Gegeven tekst:
Terug naar:  Mijn Verhaal  Hoofdmenu

 

Jan Stalenburg

Het levensverhaal van Jan Stalenburg werd opgetekend op de computer van zijn vriend A. G. Pijnsse van der Aa, oud-verslaggever van de Rijn en Gouwe. Hier volgt het hoofdstuk over zijn verblijf op de Martha-Stichting:

 

 

Johannes  Jacobus  (Jan) Stalenburg

Kaal geschoren naar de Martha Stichting 

 

Geboren in Gouda 21 oktober 1919 in een huis in een zijstraat van de Nieuwe Haven. Ik was het eerste kind, het volgende was mijn broer Arie, geboren 1 juli 1924. Na deze geboorte kregen mijn ouders de raad geen kinderen meer te nemen, wegens de slechte gezondheid van mijn moeder. Maar in die tijd, ik spreek ondertussen over 1924, was dat niet zo eenvoudig, aangezien er weinig voorbehoedmiddelen bestonden. Dus raakte mijn moeder toch weer in verwachting. Alles ging goed en mijn zuster werd in 1926 geboren. Edoch, mijn moeder lag op zaal, zoals het verhaal tot mij is gekomen en de andere vrouwen die vrijwel hersteld waren, hadden veel plezier. Zo ook mijn moeder. Plotseling overleed zij tijdens een lachbui.

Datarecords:
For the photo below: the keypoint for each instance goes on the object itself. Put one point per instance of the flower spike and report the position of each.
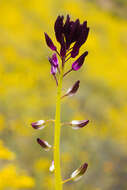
(39, 124)
(44, 144)
(79, 62)
(49, 42)
(77, 174)
(79, 124)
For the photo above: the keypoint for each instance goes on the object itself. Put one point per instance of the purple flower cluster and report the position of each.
(71, 35)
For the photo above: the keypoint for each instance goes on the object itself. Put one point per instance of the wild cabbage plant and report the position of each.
(71, 35)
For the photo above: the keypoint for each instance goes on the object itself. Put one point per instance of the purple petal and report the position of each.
(79, 62)
(53, 70)
(49, 42)
(59, 29)
(54, 60)
(82, 39)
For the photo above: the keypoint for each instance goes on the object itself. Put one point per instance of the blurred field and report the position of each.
(27, 94)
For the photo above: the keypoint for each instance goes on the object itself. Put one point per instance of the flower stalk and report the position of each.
(58, 179)
(67, 33)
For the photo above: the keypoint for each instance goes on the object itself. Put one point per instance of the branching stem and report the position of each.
(58, 179)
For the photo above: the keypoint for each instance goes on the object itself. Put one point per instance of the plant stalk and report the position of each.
(58, 179)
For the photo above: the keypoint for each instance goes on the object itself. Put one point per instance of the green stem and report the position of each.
(58, 179)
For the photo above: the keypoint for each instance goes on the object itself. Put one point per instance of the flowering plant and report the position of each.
(71, 36)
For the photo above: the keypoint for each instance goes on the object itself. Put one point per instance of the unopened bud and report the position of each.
(52, 167)
(77, 174)
(44, 144)
(39, 124)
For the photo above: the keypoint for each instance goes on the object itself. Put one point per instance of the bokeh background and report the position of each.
(28, 91)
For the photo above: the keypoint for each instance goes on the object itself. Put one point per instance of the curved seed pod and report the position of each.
(77, 174)
(44, 144)
(38, 124)
(79, 124)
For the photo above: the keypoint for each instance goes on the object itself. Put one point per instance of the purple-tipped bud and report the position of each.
(44, 144)
(55, 60)
(79, 62)
(53, 70)
(39, 124)
(49, 42)
(79, 124)
(54, 64)
(77, 174)
(52, 167)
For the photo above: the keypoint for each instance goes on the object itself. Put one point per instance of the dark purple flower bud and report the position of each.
(44, 144)
(53, 70)
(59, 32)
(79, 124)
(82, 39)
(77, 174)
(79, 62)
(54, 64)
(39, 124)
(49, 42)
(71, 91)
(59, 29)
(54, 60)
(52, 167)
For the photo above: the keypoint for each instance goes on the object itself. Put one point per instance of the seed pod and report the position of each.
(38, 124)
(77, 174)
(44, 144)
(79, 124)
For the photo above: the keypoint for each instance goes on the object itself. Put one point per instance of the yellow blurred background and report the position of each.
(28, 91)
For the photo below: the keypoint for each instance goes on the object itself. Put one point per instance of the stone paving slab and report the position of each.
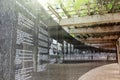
(106, 72)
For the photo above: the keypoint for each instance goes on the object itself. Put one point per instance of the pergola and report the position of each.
(93, 22)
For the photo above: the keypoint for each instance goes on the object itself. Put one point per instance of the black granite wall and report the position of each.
(7, 39)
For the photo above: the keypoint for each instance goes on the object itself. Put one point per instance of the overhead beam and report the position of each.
(105, 37)
(65, 11)
(54, 12)
(90, 30)
(91, 20)
(98, 41)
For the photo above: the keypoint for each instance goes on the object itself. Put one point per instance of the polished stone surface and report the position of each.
(65, 71)
(106, 72)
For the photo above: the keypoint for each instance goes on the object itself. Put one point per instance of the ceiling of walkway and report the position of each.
(93, 22)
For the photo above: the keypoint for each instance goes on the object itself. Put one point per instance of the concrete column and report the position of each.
(118, 52)
(7, 39)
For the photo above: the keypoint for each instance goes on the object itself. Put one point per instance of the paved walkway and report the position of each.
(66, 71)
(106, 72)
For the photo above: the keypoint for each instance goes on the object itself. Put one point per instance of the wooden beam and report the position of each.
(91, 20)
(54, 12)
(98, 29)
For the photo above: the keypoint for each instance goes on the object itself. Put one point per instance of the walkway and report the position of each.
(66, 71)
(106, 72)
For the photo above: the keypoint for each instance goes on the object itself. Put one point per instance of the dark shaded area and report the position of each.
(66, 71)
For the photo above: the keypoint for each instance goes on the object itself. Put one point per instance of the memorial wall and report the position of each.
(30, 39)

Korte opdracht 1:
Welke jaartallen komen voor in het verhaal over Jan Stalenburg? Noem elk jaartal één keer.
Korte opdracht 2:
Filter de records en neem elke regel over waarin de tekenreeks "background" voorkomt. Hoofdletters en kleine letters tellen mee.
De records staan helemaal los van de tekst.

Volledig antwoord 1:
1919, 1924, 1926

Volledig antwoord 2:
For the photo above: the keypoint for each instance goes on the object itself. Put one point per instance of the bokeh background and report the position of each.
For the photo above: the keypoint for each instance goes on the object itself. Put one point per instance of the yellow blurred background and report the position of each.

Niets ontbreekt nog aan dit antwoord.